- _COMPLETE O SEGUINTE_
- a) Liste todas as acusações que, segundo o texto sobre a Igreja Universal em Angola, o manifesto dos integrantes angolanos faz ao comando da igreja.
- b) Reproduza o trecho do texto sobre a Igreja Universal em Angola de "No final de" até "sobre as deportações.".

O vice-presidente Hamilton Mourão foi a Angola para participar da reunião da Comunidade dos Países de Língua Portuguesa, mas, “por orientação do presidente” Jair Bolsonaro, aproveitou a viagem para tentar intervir num escândalo envolvendo a Igreja Universal do Reino de Deus. Ou seja, usou recursos públicos e sua posição institucional de Estado para cuidar de assuntos exclusivamente privados. Tudo isso a mando do chefe do Executivo.
E não foram assuntos quaisquer. A Universal passa por uma crise em Angola desde 2019, quando integrantes angolanos da igreja se rebelaram contra a direção brasileira da seita naquele país. Eles divulgaram um manifesto em que acusam o comando da Universal de lavagem de dinheiro, sonegação de impostos, associação criminosa e racismo. Em seguida, os angolanos tomaram parte dos templos e assumiram o controle da Universal no país.
Além disso, a TV Record, emissora ligada à Universal, foi forçada a sair do ar em Angola porque, segundo o governo, violou normas que proíbem estrangeiros no comando de TVs locais.
Como consequência do escândalo, o governo angolano começou a deportar missionários brasileiros da Universal, e corre processo na Justiça local contra os antigos comandantes da igreja em Angola.
Os problemas da Universal em Angola só dizem respeito à igreja. O máximo que o governo brasileiro deveria fazer no caso é se assegurar de que os compatriotas sejam bem tratados e que tenham toda a assistência jurídica de que necessitam – o que qualquer diplomata pode fazer.
Mas a Igreja Universal recebe do presidente Bolsonaro um tratamento vip. A iniciativa de enviar o vice-presidente Mourão para conversar com o governo angolano sobre o assunto foi apenas o mais recente de uma série de gestos de Bolsonaro para interceder em favor da Universal.
No final de 2019, o então chanceler, Ernesto Araújo, em visita a Angola, declarou que a Igreja Universal é uma “entidade extremamente importante para o Brasil”. Em julho de 2020, Bolsonaro enviou uma carta ao presidente de Angola, João Lourenço, na qual pediu “proteção” aos integrantes brasileiros da Universal no país. Em maio passado, o chanceler Carlos França convocou o embaixador de Angola, Florêncio Almeida, para pedir-lhe explicações sobre as deportações.

- _DADOS EXTRAÍDOS_
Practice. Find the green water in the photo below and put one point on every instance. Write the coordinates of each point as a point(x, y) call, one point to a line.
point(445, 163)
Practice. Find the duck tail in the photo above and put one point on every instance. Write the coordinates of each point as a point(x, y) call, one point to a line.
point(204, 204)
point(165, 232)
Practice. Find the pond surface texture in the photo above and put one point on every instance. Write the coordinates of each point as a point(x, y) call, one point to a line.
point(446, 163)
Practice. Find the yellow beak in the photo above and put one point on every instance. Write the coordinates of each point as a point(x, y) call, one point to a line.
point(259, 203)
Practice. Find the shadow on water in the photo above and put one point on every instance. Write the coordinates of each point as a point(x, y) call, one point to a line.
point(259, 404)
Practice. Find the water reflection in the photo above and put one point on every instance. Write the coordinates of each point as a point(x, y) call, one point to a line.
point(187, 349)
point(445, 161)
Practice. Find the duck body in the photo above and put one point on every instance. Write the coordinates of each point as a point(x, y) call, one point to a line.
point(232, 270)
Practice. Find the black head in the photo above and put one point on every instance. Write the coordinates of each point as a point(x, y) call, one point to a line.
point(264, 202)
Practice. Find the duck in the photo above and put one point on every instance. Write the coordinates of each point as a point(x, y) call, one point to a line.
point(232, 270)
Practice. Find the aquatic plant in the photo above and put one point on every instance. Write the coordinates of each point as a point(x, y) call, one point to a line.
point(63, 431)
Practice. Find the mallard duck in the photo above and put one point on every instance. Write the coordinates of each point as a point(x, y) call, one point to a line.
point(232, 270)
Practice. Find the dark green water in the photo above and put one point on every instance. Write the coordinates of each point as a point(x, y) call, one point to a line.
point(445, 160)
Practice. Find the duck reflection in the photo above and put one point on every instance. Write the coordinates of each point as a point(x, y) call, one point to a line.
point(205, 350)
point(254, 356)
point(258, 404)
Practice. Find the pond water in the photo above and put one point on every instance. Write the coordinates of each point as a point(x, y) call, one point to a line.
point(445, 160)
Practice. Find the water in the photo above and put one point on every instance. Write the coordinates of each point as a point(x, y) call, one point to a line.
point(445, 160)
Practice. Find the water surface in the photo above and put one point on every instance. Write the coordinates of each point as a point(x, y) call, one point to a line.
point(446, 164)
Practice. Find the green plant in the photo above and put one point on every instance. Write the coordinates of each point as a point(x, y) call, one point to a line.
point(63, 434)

- _RESPOSTAS POR TAREFA_
- a) lavagem de dinheiro, sonegação de impostos, associação criminosa, racismo

- b)
No final de 2019, o então chanceler, Ernesto Araújo, em visita a Angola, declarou que a Igreja Universal é uma “entidade extremamente importante para o Brasil”. Em julho de 2020, Bolsonaro enviou uma carta ao presidente de Angola, João Lourenço, na qual pediu “proteção” aos integrantes brasileiros da Universal no país. Em maio passado, o chanceler Carlos França convocou o embaixador de Angola, Florêncio Almeida, para pedir-lhe explicações sobre as deportações.